BEGIN Extract provided

# Name My Kitten



## Renea (Aug 6, 2004)

Ok so im keeping the last one so i gotta name him..


Its a Male..

I was thinking Garfield that was my brothers orange cats name when we were kids and i was just thinking of naming him that. 

But then i was thinking something else.. 

So i need ideas.. Let them Flow

Pic to help out..


----------



## karina (Nov 14, 2004)

He looks like a Garfield.  

Some suggestions:

-Ginger
-Max (coz he looks to be a grand cat!)


----------



## DesnBaby (Apr 18, 2004)

Felicity, Sweetypie, Cutie, lol! :lol: Pick what you like! :wink:


----------



## Heather102180 (Nov 19, 2003)

I'd name him Barnaby, Orange Juice, Spot, or Oscar.


----------



## Padunk (Oct 20, 2003)

Julius.. as in Orange Julius.


----------



## Heather102180 (Nov 19, 2003)

I kinda like the name, Freckle...it looks like he has a cute little freckle on his nose... :lol:


----------



## vanillasugar (Nov 11, 2004)

Barnaby, Tucker, Humphrey, Mango, Murphey, OR my all time favourite cat name that i've never been able to use, and is PERFECT for your kitten (or at least he's what i associate with the name) PADDINGTON! 

Congratulations on keeping the kitten! I'm sure he'll make your home just that much happier


----------



## LoveMyKitties (Nov 12, 2004)

How about Wicket?


----------



## emma_pen (Nov 2, 2004)

I want a male cat called Craven or Freud.


----------



## Guest (Nov 16, 2004)

I like the name Freckle too.

He's a beautiful cat.


----------



## mean_jeannie (Oct 11, 2003)

My mom calls all orange cats Cheeto. I like that one and I like Freckle.


----------



## Renea (Aug 6, 2004)

I mentioned garfield to the hubby he said no lol.. he's got an obsession with the name Bruno and i said NOPE NEVER! LOL 


I love cheeto thats so funny and cute at the same time. ORange Juice is funny to. 

I was thinkin making Tigger.. being orange n having those stripes. I did have one before name tiggers when i was 5-6 20 yrs later maybe i should pull that name again 

I want something cute and something that when hes older it fits him.


----------



## tanyuh (Jun 7, 2003)

I think Helium is kind of a cool name.. When helium gas glows in a tube, it is kind of a peachy/orangey color.


----------



## brite (Feb 27, 2004)

cheeto is really cute. 
or you can call him OJ as a shorter version of orange juice.

a couple other suggestions:
cheddar, tang, sunkist, burst, mango, pekoe (like orange pekoe tea), citron

good luck! he's a cute cat!


----------



## artemisa (Mar 27, 2004)

Yeah, Cheeto! :lol: Or perhaps Chester, like Chester Cheetah :wink:


----------



## spike481 (Nov 13, 2004)

It's so hard to name a cat unless you see his personality in action and hear him talk.

Good luck, I know you'll find just the right one.


----------



## kitkat (Sep 22, 2003)

I like Cheddar and Cheetohs.....I have been loving cheese alot lately. Have you named him yet :?:


----------



## Renea (Aug 6, 2004)

Well it may not matter now.. We have some friends comming to see him on wed and they might take him. Didnt see it comming. But im happy cause we will be back down to 3 and alot less hair since he's furry. And ant being allergic its been killin him with all this fur. We clean up so much to keep up with this lil furball. 

"keep fingers crossed"


----------



## harley's mom (Nov 29, 2004)

What happened to the kitty? I was gonna suggest Dandy. As in "dandy lion"


----------

END Extract provided

— Given exercise —
Reproduce the part of the kitten-naming thread that starts at "My mom calls" and ends at "is funny to.". The data that comes after the kitten-naming thread isn't needed for anything here.

BEGIN Supplied records

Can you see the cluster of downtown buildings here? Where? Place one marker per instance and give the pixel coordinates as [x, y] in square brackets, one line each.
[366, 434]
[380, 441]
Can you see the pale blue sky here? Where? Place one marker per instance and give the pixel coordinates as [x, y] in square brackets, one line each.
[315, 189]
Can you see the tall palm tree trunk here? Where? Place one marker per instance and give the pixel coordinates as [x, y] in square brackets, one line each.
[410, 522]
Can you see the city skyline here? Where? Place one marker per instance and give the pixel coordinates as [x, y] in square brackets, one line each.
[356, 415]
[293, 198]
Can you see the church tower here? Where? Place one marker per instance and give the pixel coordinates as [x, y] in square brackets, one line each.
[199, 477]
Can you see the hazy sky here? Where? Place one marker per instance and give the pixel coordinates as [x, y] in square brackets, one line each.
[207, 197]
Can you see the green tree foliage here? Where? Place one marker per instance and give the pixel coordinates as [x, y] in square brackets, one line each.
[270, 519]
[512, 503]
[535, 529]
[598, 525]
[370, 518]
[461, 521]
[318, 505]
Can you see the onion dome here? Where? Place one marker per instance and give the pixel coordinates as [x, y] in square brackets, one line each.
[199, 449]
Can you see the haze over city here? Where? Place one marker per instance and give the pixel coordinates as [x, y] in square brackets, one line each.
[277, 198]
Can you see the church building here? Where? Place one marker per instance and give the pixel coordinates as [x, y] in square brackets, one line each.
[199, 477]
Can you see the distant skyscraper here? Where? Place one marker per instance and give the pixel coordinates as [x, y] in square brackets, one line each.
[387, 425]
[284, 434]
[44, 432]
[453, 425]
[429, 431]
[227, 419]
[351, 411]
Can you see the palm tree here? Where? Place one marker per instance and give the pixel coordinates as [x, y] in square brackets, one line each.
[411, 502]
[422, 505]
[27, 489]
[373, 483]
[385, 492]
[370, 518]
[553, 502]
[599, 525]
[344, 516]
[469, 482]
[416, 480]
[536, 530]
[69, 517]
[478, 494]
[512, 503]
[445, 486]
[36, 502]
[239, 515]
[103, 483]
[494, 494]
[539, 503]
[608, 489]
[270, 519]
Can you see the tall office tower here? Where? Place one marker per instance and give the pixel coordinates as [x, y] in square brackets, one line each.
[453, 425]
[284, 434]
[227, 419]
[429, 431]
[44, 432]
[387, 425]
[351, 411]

END Supplied records

— Response —
My mom calls all orange cats Cheeto. I like that one and I like Freckle.


----------



## Renea (Aug 6, 2004)

I mentioned garfield to the hubby he said no lol.. he's got an obsession with the name Bruno and i said NOPE NEVER! LOL 


I love cheeto thats so funny and cute at the same time. ORange Juice is funny to.